WHAT YOU NEED TO DO:
[a] List the settings that the nDo normal map tutorial below says you keep control over when converting an image to a normal map.
[b] According to the nDo normal map tutorial below, which technique does nDo use by default?
[c] Pick up the nDo normal map tutorial below right after its last sentence and continue writing it.

DOCUMENT SEGMENT:
## START
Since I first wrote this tutorial things have changed a bit and nDo has now become a retail product called nDo2 and it's got a ton of new features and optimizations.
This makes this tutorial pretty outdated but the basics described here should still be somewhat useful using nDo2.

With that said nDo2 has evolved into an absolutely essential tool for me. I use it on a pretty much daily basis at work and I don't even dare to think about how much time I would have wasted if it wouldn't have been for this program.
The tool does have a free trial version and if you are to use it as a student or a freelancing artist you should be able to get some nice deals for it as well.

Anyhow you can find nDo2 on this site:


In this tutorial I will go through and explain a wonderful little tool made by a colleague of mine: Teddy Bergsman. I have been using this tool almost daily at work since Teddy's first few test versions. I will explain what the tool does, and why you should go get it right away!

Here are a few things you can do with the tool:
- Convert any image to a normal map AND still have control over a wide array of settings: everything from bevel radius, blending options, bevel technique, sharpness and angle intensity.
- Make a selection of any shape and opacity and create a normal map from that selection. You will be able to change all of the above settings for this as well.
- Paint/sculpt tool: You can, after generating any type of normals from the above, at any time go in and edit your normalmap by hand using all brushes and brush settings you have access to in regular Photoshop.
- Instance and transform shapes: You can create any number of instances and link these layer groups together to batch edit settings for all these layer groups at once. You can also transform a shape any way you like by rotating, scaling and skewing the shape as you like while still maintaining correct normal angles.
- Create normals from paths in Photoshop: This can be very useful when you want to make some more curvy shapes or similar, for example cables and wires.
- You can at any time choose to go into 16bits/channel mode or back to 8bits/channel. I recommend you to always work in 16bits/channel when possible, this is more heavy on the computer and some of Photoshop's filters will not be usable, BUT you will get a LOT greater depth in your normals and superb gradients.


Here is a simple photo that I greyscaled. This is going to be the base for this particular example.

I simply converted this photo (make sure to make a copy of your layer first) to a normal map using nDo. I did not change any settings, this is all default. As you can see it looks pretty blurry, not necessarily what I want. At least not this intense. The default setting is to use "Smooth" as technique (marked with red in the image).

Here is the same image using another technique: "Chisel Hard", this will generally generate something very sharp and pretty subtle, even at high intensities, it will stay as sharp no matter what bevel radius you use.
## END
PROVIDED RECORDS:
## START
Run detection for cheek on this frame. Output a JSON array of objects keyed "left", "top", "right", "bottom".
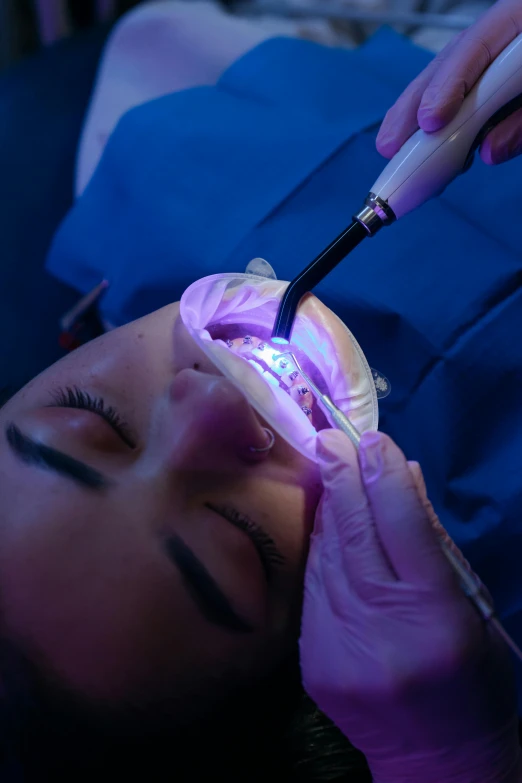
[{"left": 0, "top": 490, "right": 259, "bottom": 701}]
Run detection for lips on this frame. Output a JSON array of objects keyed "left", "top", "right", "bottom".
[
  {"left": 208, "top": 324, "right": 329, "bottom": 431},
  {"left": 180, "top": 274, "right": 378, "bottom": 460}
]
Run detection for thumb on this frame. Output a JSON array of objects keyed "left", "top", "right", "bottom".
[
  {"left": 480, "top": 109, "right": 522, "bottom": 166},
  {"left": 317, "top": 430, "right": 395, "bottom": 598}
]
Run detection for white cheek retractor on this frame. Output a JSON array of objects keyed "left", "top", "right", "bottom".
[{"left": 180, "top": 274, "right": 378, "bottom": 461}]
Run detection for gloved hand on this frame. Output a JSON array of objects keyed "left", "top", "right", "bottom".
[
  {"left": 300, "top": 430, "right": 522, "bottom": 783},
  {"left": 377, "top": 0, "right": 522, "bottom": 164}
]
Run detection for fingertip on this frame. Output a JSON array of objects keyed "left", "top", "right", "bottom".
[
  {"left": 480, "top": 139, "right": 497, "bottom": 166},
  {"left": 315, "top": 429, "right": 355, "bottom": 468},
  {"left": 375, "top": 131, "right": 401, "bottom": 159}
]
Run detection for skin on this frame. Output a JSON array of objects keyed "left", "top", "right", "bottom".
[{"left": 0, "top": 304, "right": 321, "bottom": 716}]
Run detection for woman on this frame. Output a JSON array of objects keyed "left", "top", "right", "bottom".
[
  {"left": 2, "top": 1, "right": 516, "bottom": 780},
  {"left": 0, "top": 272, "right": 378, "bottom": 780}
]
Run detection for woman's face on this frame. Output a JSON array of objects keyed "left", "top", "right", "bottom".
[{"left": 0, "top": 304, "right": 320, "bottom": 702}]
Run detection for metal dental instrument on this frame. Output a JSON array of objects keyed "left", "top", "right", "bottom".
[
  {"left": 272, "top": 34, "right": 522, "bottom": 343},
  {"left": 281, "top": 351, "right": 522, "bottom": 661}
]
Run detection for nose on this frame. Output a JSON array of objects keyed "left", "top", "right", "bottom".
[{"left": 156, "top": 369, "right": 269, "bottom": 471}]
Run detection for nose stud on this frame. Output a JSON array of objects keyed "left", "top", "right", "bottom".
[{"left": 250, "top": 427, "right": 275, "bottom": 454}]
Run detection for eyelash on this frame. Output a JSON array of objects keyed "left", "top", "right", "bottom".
[
  {"left": 53, "top": 386, "right": 136, "bottom": 449},
  {"left": 207, "top": 503, "right": 285, "bottom": 576}
]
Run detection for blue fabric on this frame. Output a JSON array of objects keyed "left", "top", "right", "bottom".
[
  {"left": 49, "top": 30, "right": 522, "bottom": 704},
  {"left": 0, "top": 28, "right": 107, "bottom": 388}
]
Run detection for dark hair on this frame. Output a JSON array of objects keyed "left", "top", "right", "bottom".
[
  {"left": 0, "top": 387, "right": 372, "bottom": 783},
  {"left": 0, "top": 643, "right": 371, "bottom": 783}
]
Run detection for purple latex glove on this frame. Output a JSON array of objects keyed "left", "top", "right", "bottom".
[
  {"left": 377, "top": 0, "right": 522, "bottom": 164},
  {"left": 300, "top": 430, "right": 522, "bottom": 783}
]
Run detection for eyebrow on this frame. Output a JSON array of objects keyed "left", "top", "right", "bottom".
[
  {"left": 165, "top": 535, "right": 254, "bottom": 633},
  {"left": 5, "top": 423, "right": 110, "bottom": 491},
  {"left": 5, "top": 423, "right": 254, "bottom": 633}
]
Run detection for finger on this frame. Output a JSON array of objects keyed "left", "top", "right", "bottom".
[
  {"left": 359, "top": 433, "right": 454, "bottom": 587},
  {"left": 418, "top": 0, "right": 522, "bottom": 131},
  {"left": 317, "top": 430, "right": 396, "bottom": 596},
  {"left": 480, "top": 109, "right": 522, "bottom": 166},
  {"left": 375, "top": 61, "right": 436, "bottom": 158},
  {"left": 376, "top": 33, "right": 462, "bottom": 158}
]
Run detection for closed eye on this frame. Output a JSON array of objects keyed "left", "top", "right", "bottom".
[{"left": 50, "top": 386, "right": 137, "bottom": 449}]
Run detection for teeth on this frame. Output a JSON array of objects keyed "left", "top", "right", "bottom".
[
  {"left": 263, "top": 370, "right": 279, "bottom": 388},
  {"left": 215, "top": 334, "right": 314, "bottom": 426},
  {"left": 248, "top": 359, "right": 263, "bottom": 375}
]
## END
EXERCISE RESPONSES:
[a]
- Bevel radius
- Blending options
- Bevel technique
- Sharpness
- Angle intensity

[b] "Smooth"

[c]
Moving on to the third and last kind of technique: "Chisel Soft", which will generate something similar to the Chisel Hard setting except here you have total control over intensity and bevel radius.

Here I made something PROBABLY useless, but it is just to show some of what you can get out of this simple photo using some extreme settings. I used Chisel Soft, a bevel radius of 32 and an intensity of 1000.

You can also control smoothness/blurriness of your image, this can be VERY useful when you want to overlay something very subtle on more high and mid frequency details.

If you look at all the above examples and at the image below I simply combined them using various bevel radius, intensities and most importantly different blending modes (I almost only use "Normal" and "Overlay" blending). These are the same blending modes you have in regular Photoshop.
Remember that you have total control of every layer group you create, I always try to have some high, mid and low frequency detail no matter what I do. In all these cases I have only used the "Instatiate" option to create new layers on with different settings without having to copy up the same photo a whole lot.


As I said in the introduction you can also generate normal maps from shapes or selections. It is mostly a matter of what you prefer to use. In this example I simply bucket filled a circle with white (top right corner, and you see the result at the bottom). Always work with white when creating normals from shapes.
You can just as well create a normalmap from a marquee or lasso selection without filling a new layer, nDo will create a new normal layer group for you.

In the example below I created two identical circles. In the left vertical row I used the "Bevel" style and in the right "Emboss".
As you can see the Bevel setting use the border of your shape as start for the angles while Emboss use the border as midpoint for the angles.

By using these two styles and altering Depth and Radius you can get some vastly different outcomes. On both the Depth and Radius settings you can type (or drag the slider) negative values. The Depth simply controls if the normals point outwards or inwards while the Radius controls how thick the angles will be and if they expands or contracts from the borders of the shape.

There are three more interesting sliders right below the Depth slider. "Intensity", "Opacity" and "Occlusion". I made three new circles to show what these settings does (I exaggerated the depth of the base to make sure the circles are more visible).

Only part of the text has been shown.